Collected data
------------------------

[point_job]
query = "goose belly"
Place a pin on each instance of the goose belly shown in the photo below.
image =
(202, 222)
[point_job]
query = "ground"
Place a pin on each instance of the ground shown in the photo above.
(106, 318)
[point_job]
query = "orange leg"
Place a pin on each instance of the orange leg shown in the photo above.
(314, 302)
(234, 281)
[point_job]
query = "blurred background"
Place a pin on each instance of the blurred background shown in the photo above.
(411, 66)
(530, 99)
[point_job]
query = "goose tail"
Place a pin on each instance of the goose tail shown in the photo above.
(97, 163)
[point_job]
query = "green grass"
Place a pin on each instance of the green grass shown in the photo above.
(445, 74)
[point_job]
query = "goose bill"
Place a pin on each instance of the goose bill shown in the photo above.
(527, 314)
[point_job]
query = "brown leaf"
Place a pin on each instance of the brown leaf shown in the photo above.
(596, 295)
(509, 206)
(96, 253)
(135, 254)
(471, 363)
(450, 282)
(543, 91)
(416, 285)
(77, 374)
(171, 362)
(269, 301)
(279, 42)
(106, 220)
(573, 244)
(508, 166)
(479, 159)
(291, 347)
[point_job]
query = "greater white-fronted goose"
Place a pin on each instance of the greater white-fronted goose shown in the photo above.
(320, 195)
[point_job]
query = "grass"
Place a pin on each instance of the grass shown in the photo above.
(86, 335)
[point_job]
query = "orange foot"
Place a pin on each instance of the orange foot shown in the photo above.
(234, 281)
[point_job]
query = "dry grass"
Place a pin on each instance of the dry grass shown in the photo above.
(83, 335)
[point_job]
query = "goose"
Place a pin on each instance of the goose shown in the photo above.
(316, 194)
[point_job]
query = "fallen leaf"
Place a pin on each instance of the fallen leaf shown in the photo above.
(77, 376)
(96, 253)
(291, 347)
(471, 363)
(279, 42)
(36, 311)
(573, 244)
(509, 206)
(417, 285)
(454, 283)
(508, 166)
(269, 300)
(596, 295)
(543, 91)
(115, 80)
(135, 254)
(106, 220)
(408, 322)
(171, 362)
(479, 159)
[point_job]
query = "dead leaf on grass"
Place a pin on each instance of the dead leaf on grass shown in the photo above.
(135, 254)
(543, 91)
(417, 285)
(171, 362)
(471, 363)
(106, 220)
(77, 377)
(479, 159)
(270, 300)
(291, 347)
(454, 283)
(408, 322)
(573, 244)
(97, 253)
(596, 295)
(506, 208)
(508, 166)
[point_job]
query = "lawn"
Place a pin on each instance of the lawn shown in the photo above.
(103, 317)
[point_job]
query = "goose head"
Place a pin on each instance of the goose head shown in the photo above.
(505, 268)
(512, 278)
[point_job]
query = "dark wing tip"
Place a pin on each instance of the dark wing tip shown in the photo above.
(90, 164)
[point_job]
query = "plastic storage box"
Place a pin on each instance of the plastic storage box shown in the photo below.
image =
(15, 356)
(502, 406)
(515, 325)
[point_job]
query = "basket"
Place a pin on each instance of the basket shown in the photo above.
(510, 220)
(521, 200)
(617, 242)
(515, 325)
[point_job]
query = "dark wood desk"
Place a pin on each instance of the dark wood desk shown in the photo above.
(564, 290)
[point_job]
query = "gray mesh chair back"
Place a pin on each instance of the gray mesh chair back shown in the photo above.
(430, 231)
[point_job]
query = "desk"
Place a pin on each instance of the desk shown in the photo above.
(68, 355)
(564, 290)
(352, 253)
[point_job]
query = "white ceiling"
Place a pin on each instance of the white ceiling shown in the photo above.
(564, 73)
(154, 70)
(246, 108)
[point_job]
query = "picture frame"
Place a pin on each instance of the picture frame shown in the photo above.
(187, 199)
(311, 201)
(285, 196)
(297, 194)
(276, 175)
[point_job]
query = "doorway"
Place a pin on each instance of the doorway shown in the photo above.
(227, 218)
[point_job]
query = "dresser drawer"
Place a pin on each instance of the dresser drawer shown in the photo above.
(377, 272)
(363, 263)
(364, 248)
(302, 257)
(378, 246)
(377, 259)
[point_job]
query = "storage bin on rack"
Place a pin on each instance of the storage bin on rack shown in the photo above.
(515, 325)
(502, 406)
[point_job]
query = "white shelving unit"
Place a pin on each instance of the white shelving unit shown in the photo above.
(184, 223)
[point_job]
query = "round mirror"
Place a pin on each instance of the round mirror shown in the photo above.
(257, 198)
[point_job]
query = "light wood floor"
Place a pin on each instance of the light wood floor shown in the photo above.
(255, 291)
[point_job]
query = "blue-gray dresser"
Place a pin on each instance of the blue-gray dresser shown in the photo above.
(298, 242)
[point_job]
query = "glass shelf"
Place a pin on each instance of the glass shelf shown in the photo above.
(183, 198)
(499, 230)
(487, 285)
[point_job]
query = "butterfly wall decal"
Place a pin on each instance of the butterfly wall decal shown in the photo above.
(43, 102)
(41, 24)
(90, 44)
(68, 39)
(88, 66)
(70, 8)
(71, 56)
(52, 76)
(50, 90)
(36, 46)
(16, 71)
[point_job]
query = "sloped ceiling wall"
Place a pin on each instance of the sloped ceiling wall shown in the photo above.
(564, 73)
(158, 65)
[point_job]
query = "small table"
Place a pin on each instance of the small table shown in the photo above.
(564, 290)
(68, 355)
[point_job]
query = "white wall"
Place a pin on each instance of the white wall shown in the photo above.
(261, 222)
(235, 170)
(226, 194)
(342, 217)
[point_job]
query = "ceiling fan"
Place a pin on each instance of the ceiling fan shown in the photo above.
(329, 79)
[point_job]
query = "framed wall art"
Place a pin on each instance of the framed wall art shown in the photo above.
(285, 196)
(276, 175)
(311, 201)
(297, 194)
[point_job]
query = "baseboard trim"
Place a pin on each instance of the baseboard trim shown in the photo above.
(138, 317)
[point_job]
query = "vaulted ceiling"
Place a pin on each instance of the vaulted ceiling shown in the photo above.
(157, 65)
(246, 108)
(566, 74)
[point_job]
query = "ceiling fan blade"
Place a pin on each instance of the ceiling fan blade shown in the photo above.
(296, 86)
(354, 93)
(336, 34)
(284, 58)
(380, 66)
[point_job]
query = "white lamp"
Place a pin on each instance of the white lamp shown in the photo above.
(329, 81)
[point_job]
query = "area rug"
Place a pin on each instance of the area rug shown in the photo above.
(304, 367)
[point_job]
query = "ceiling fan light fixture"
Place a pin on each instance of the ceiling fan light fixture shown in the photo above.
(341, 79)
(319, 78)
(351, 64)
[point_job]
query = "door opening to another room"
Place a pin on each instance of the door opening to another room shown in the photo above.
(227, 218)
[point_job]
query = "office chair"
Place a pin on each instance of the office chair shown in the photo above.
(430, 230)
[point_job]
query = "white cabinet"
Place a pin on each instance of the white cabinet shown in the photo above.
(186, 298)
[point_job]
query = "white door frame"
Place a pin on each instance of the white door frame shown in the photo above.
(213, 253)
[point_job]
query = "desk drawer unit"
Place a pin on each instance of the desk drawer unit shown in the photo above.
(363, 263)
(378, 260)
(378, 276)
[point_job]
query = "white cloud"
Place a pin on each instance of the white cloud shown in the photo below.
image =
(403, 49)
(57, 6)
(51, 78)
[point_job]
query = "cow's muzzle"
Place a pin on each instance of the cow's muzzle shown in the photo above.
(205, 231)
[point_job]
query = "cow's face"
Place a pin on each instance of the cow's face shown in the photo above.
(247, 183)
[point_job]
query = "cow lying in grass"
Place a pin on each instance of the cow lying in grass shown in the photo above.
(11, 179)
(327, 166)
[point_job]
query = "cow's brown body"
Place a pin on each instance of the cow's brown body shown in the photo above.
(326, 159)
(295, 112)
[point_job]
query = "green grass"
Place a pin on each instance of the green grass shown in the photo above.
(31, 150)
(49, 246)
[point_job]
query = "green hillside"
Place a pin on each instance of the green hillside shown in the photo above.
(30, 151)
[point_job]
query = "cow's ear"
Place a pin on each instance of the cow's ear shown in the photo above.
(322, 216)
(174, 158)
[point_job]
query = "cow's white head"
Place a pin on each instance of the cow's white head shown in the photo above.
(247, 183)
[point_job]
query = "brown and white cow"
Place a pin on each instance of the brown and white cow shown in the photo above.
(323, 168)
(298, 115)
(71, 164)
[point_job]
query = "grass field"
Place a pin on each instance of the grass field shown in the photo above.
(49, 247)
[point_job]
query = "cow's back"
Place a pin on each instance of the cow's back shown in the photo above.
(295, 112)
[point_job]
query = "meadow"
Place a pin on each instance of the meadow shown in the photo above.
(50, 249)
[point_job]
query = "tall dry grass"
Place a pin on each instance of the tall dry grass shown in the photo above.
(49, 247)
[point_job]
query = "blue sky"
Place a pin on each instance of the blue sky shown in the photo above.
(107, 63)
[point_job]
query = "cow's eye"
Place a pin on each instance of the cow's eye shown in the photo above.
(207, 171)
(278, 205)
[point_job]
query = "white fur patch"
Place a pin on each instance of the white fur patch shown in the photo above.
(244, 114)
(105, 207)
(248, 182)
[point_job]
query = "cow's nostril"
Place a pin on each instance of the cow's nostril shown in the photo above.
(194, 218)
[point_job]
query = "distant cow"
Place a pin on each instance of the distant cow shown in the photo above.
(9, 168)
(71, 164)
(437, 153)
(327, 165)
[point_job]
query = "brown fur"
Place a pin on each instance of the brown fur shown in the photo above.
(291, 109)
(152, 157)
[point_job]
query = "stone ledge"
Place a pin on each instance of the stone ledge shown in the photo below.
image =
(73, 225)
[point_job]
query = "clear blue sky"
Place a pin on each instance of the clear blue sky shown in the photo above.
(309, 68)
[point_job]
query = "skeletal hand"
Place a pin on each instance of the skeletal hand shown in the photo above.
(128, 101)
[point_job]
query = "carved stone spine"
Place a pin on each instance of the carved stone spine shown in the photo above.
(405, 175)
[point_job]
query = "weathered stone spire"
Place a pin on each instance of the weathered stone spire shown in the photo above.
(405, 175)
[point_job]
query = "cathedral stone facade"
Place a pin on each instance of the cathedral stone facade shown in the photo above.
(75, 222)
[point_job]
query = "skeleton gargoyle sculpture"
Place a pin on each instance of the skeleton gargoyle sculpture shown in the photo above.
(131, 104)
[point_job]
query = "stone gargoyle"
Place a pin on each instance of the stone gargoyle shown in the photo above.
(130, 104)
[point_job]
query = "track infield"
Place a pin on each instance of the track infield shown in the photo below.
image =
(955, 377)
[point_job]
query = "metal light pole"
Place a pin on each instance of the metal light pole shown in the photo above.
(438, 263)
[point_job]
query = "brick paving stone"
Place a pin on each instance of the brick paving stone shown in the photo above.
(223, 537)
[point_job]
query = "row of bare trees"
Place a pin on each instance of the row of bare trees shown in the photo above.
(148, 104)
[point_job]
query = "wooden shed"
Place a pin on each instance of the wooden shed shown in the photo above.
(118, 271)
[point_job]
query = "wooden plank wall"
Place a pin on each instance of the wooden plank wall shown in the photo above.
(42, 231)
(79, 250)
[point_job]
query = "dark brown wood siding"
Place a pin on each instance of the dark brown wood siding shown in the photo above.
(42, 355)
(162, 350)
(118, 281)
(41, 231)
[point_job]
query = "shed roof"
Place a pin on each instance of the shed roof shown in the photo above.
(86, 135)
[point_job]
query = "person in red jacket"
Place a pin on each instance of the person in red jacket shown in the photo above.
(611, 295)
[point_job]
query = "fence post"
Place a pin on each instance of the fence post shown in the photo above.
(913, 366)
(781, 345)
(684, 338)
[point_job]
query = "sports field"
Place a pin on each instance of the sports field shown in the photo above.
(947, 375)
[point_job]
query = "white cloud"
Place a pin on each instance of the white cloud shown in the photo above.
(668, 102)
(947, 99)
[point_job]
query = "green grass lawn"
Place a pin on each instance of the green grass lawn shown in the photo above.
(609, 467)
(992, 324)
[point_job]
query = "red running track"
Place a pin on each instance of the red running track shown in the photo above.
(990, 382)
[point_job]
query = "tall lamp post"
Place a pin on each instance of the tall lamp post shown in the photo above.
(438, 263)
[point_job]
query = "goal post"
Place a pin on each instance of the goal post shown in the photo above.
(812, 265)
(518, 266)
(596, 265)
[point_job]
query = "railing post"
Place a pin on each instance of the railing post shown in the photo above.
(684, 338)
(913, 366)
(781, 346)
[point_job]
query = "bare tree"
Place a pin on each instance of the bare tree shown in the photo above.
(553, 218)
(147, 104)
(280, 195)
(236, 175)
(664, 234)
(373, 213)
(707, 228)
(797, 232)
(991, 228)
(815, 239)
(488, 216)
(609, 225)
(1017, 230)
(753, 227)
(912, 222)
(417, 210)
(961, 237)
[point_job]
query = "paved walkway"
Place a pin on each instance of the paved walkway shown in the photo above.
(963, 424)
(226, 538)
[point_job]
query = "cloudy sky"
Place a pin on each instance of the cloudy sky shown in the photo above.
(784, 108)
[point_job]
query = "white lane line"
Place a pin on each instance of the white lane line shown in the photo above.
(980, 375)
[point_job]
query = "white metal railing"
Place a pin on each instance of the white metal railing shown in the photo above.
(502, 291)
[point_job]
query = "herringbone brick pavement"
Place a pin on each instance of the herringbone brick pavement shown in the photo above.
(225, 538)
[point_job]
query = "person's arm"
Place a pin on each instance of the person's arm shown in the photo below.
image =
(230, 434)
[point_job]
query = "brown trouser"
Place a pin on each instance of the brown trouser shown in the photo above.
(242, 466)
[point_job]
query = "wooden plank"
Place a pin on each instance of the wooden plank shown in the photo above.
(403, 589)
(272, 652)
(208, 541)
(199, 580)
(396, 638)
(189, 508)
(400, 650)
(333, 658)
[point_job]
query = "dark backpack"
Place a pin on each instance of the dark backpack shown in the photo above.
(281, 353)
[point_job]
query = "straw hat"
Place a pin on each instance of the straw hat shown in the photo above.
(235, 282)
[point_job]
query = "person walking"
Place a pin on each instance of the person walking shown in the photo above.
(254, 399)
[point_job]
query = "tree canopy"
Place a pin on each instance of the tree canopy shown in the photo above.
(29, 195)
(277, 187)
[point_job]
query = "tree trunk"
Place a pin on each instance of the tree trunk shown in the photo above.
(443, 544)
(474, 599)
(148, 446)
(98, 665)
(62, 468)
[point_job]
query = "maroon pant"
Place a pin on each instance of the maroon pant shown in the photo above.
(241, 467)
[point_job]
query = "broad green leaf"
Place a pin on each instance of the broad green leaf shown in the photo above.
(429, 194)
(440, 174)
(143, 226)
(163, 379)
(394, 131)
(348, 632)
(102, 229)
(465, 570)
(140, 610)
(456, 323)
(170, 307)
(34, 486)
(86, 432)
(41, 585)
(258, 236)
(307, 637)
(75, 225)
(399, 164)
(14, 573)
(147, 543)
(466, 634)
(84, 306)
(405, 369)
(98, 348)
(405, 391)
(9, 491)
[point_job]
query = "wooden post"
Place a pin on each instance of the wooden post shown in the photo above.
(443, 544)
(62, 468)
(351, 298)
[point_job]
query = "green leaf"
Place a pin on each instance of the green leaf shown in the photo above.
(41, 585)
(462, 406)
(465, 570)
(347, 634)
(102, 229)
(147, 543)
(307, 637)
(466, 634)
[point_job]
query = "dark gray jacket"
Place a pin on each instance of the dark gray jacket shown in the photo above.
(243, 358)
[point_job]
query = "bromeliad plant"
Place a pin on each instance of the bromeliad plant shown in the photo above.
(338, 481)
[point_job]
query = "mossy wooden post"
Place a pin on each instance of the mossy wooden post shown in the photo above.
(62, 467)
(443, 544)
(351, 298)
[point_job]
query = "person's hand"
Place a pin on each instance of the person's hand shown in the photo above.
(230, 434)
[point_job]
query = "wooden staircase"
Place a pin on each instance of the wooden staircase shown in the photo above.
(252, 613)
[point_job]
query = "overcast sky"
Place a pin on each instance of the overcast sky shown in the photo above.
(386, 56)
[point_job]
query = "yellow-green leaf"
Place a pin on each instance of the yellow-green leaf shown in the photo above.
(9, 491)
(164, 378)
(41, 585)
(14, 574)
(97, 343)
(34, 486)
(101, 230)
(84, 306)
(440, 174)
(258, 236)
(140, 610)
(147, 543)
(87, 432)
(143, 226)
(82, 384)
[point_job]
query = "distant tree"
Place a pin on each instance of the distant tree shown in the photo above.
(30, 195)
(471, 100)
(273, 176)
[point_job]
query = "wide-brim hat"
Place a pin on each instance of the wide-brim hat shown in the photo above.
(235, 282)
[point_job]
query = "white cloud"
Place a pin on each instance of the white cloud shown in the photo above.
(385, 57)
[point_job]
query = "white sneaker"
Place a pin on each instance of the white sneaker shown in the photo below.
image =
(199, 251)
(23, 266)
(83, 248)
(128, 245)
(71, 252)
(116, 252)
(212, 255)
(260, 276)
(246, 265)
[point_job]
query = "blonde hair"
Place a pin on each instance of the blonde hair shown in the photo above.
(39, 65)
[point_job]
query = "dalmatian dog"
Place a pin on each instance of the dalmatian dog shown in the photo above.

------------------------

Instructions for the task: From the records, extract every line that contains the string "sculpture".

Solution:
query = "skeleton gargoyle sculpture"
Place a pin on each instance of the skeleton gargoyle sculpture shown in the photo above.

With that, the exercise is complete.